◆ PAGE EXTRACT ◆
Researchers from The University of Manchester and Central Manchester University Hospitals NHS Trust have identified proteins in the blood that could be used to predict whether a woman in her first pregnancy is at increased risk of developing pre-eclampsia.
Pre-eclampsia is a complication of pregnancy where the mother develops high blood pressure and protein is present in the urine. In some cases, this can develop into a serious condition for both mother and baby and the only cure is delivery of the baby, often prematurely.
Women who have had pre-eclampsia previously are at higher risk of recurrence and are closely monitored during pregnancy, but there is no way of determining who is at high risk in first-time mothers.
The researchers, led by Dr Richard Unwin and Dr Jenny Myers from the Manchester Biomedical Research Centre, a partnership between the Trust and the University analysed samples which had been collected as part of the international SCOPE study (www.scopestudy.net) at 15 weeks of pregnancy – before any clinical signs of disease are present. Proteins were identified which differed between those women who developed pre-eclampsia and those who did not.
Three of these proteins were studied further in a larger number of pregnant mothers using a new method that allows the levels of several proteins to be measured at once. Two proteins, which have not previously been linked to pre-eclampsia risk, were shown to be at least as good a predictor of disease risk as the current best marker, placental growth factor,. These two new potential markers are called pregnancy specific glycoprotein 5 and 9 (PSG5 and PSG9).
The findings will have a significant impact for identifying the condition in first time pregnancies, researchers believe.

◆ INFORMATION ◆
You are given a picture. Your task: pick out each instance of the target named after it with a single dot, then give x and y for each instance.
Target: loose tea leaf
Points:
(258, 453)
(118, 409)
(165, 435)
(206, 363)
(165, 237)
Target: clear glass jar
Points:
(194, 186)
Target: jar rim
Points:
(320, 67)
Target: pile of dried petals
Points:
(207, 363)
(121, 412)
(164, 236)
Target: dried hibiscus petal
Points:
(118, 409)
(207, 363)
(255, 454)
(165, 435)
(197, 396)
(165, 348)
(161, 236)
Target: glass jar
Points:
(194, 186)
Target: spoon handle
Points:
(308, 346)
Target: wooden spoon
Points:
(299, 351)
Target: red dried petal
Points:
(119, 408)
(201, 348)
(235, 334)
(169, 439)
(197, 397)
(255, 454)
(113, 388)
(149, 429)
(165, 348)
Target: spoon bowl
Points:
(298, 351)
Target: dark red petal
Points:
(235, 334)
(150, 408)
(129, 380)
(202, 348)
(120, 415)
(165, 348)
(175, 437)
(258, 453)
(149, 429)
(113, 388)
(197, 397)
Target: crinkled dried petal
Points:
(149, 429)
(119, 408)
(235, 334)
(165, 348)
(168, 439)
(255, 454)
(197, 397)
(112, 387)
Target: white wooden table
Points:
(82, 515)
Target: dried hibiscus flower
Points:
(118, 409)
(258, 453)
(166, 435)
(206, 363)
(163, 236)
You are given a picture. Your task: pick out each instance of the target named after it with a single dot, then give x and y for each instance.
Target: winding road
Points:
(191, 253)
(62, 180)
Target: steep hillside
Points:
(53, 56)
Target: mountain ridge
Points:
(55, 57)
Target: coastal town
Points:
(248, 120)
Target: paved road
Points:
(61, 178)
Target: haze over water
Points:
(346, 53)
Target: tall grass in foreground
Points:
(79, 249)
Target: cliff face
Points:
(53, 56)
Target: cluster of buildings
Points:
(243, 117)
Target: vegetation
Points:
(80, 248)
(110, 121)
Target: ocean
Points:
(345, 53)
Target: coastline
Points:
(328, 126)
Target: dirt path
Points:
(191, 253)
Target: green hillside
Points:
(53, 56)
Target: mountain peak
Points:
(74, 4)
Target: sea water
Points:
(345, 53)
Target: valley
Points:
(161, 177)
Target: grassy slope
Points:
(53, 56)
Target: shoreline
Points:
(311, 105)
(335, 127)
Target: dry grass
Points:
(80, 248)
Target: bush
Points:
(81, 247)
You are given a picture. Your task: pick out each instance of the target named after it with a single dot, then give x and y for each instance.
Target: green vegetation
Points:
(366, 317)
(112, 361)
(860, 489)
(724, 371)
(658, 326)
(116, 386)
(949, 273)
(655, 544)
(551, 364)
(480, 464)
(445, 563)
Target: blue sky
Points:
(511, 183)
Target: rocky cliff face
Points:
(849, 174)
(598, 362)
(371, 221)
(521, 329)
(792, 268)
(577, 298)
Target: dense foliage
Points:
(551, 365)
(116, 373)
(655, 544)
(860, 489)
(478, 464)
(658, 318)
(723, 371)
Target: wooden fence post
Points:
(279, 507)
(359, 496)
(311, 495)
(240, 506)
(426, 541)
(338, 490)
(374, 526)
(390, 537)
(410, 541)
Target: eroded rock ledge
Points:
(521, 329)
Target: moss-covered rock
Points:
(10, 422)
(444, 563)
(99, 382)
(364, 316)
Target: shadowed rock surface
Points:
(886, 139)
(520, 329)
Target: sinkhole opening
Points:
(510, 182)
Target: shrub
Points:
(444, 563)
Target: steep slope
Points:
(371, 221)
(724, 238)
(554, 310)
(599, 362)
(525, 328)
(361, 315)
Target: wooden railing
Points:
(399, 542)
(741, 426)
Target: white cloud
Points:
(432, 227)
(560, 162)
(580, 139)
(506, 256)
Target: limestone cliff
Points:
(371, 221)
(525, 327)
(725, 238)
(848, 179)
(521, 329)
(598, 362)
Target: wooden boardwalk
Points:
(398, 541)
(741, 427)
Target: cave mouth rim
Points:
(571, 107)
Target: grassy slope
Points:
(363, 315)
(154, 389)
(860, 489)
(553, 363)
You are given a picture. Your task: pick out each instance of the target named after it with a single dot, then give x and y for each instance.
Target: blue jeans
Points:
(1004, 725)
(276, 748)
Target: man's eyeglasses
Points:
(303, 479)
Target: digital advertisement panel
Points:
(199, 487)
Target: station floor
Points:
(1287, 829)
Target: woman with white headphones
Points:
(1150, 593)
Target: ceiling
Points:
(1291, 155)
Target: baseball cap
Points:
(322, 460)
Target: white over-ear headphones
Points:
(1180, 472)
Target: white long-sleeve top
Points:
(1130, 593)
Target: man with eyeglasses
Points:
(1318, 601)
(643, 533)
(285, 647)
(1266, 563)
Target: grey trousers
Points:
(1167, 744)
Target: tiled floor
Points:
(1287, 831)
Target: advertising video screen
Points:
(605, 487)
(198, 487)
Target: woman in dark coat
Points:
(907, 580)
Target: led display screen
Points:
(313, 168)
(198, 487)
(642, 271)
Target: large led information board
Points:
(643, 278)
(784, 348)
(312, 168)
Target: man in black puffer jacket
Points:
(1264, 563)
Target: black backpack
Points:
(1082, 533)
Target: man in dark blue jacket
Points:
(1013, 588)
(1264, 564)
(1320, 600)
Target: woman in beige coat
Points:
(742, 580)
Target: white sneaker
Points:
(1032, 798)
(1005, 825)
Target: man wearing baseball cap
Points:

◆ EXERCISE DIRECTIONS ◆
Carry on the report about blood proteins that could predict pre-eclampsia in first pregnancies, starting right after its last sentence.

◆ RESPONSE ◆
Dr Jenny Myers, from the Institute of Human Development at The University of Manchester and the Maternal and Fetal Heath Research Centre at Saint Mary’s Hospital, said: “We hope that these two new markers will be of benefit in the future for women at risk from pre-eclampsia to allow early intervention and/or closer monitoring.
“We also hope to understand the biology of the disease better by determining why these proteins are higher in women with pre-eclampsia and whether they have a role in the development of the placenta.”
Dr Unwin, from the Centre for Advanced Discovery and Experimental Therapeutics (CADET) at the Manchester Biomedical Research Centre, said: “What we have also done here is to develop a suite of laboratory methods which can identify and begin to validate real disease markers from patient blood samples, even before symptoms have developed, and we are hoping to continue applying these methods to other major diseases, such as diabetes, Alzheimer’s disease or stroke.”
The research, published in the journal Molecular and Cellular Proteomics, also involved members from Manchester Academic Health Science Centre (MAHSC) a partnership between the University and six leading NHS Trusts which aim to help health care organisations reap the benefits of research and innovation to drive improvements in care.